EXTRACT PROVIDED =>
# # #

Polar is a RL rollout framework for real-world agent harnesses.
- Harness as Environment. Bring your agent harnesses as RL-ready environments without code change.
- Smart Rollout Pipeline. Save GPU hours with Polar's parallel rollout staging & runtime prewarm.
- Rollout as a Service. Server mode by design -- scaling Async RL with any training frameworks.
The Rollout Server manages and dispatches client requests into distributed Gateway Nodes, which asynchronously prepare runtime, execute agents, build trajectories and evaluate them. Agent harnesses are listened by a proxy that sits between agnostic agent execution processes and local inference servers.
uv venv
uv pip install -e .uv pip install --prerelease=allow sglang==0.5.10
bash scripts/patch/patch_sglang.shThe patch applies necessary TITO and prompt token id emission on pinned sglang version. We'll remove this once upstream supports go through. vllm integration is on the way.

# # #

[A run of records]
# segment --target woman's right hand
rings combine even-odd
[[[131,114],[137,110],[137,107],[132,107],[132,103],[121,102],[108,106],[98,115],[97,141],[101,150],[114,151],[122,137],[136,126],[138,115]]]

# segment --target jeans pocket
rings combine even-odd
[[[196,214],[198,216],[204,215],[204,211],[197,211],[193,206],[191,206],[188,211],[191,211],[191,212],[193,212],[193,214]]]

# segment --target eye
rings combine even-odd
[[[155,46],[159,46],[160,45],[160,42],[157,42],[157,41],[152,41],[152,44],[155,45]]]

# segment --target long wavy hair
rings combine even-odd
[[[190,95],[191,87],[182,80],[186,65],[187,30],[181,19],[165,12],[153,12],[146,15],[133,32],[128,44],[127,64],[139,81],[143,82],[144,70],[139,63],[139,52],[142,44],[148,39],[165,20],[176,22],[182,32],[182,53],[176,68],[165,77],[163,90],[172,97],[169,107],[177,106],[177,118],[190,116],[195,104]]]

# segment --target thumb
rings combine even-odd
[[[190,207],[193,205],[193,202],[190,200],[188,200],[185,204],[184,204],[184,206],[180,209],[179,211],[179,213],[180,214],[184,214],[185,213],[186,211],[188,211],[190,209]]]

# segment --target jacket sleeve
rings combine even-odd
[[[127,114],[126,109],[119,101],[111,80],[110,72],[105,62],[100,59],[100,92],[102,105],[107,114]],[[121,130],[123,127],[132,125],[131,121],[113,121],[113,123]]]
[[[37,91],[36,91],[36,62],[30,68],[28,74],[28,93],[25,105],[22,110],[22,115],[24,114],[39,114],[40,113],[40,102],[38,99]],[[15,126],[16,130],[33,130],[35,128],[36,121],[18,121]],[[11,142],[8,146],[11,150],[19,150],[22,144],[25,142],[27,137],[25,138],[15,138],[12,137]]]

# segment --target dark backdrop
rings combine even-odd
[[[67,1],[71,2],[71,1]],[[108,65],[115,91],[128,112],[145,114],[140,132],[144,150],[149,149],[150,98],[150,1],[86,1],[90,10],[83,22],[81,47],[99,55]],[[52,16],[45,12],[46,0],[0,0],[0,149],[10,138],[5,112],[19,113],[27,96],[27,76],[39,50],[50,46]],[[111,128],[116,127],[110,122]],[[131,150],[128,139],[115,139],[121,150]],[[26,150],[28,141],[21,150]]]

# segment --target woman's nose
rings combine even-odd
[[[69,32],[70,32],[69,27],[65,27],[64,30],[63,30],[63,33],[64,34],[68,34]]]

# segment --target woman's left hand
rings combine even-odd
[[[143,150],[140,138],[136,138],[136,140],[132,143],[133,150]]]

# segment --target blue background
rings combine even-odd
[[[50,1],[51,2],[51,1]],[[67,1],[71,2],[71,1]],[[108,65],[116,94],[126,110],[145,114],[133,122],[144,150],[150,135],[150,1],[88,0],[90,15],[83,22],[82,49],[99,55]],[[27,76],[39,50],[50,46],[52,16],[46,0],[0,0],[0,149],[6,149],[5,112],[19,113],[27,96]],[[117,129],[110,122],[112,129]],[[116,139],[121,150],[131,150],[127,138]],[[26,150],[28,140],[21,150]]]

# # #

REQUIRED WORK =>
1. Which sglang version does the install step on the Polar framework page pin?
2. Update the records, starting with the line with "# segment --target dark backdrop" and going on through the end of the records, so that "woman's" becomes "person's" and nothing else changes.

ANSWERS FOR THIS EXERCISE =>
1. 0.5.10

2.
# segment --target dark backdrop
rings combine even-odd
[[[67,1],[71,2],[71,1]],[[108,65],[115,91],[128,112],[145,114],[140,132],[144,150],[149,149],[150,98],[150,1],[86,1],[90,10],[83,22],[81,47],[99,55]],[[52,16],[45,12],[46,0],[0,0],[0,149],[10,138],[5,112],[19,113],[27,96],[27,76],[39,50],[50,46]],[[111,128],[116,127],[110,122]],[[131,150],[128,139],[115,139],[121,150]],[[26,150],[28,141],[21,150]]]

# segment --target person's nose
rings combine even-odd
[[[69,32],[70,32],[69,27],[65,27],[64,30],[63,30],[63,33],[64,34],[68,34]]]

# segment --target person's left hand
rings combine even-odd
[[[143,150],[140,138],[136,138],[136,140],[132,143],[133,150]]]

# segment --target blue background
rings combine even-odd
[[[50,1],[51,2],[51,1]],[[67,1],[71,2],[71,1]],[[108,65],[116,94],[126,110],[145,114],[133,122],[144,150],[150,135],[150,1],[88,0],[90,15],[83,22],[82,49],[99,55]],[[27,76],[39,50],[50,46],[52,16],[46,0],[0,0],[0,149],[6,149],[5,112],[19,113],[27,96]],[[117,129],[110,122],[112,129]],[[116,139],[121,150],[131,150],[127,138]],[[26,150],[28,140],[21,150]]]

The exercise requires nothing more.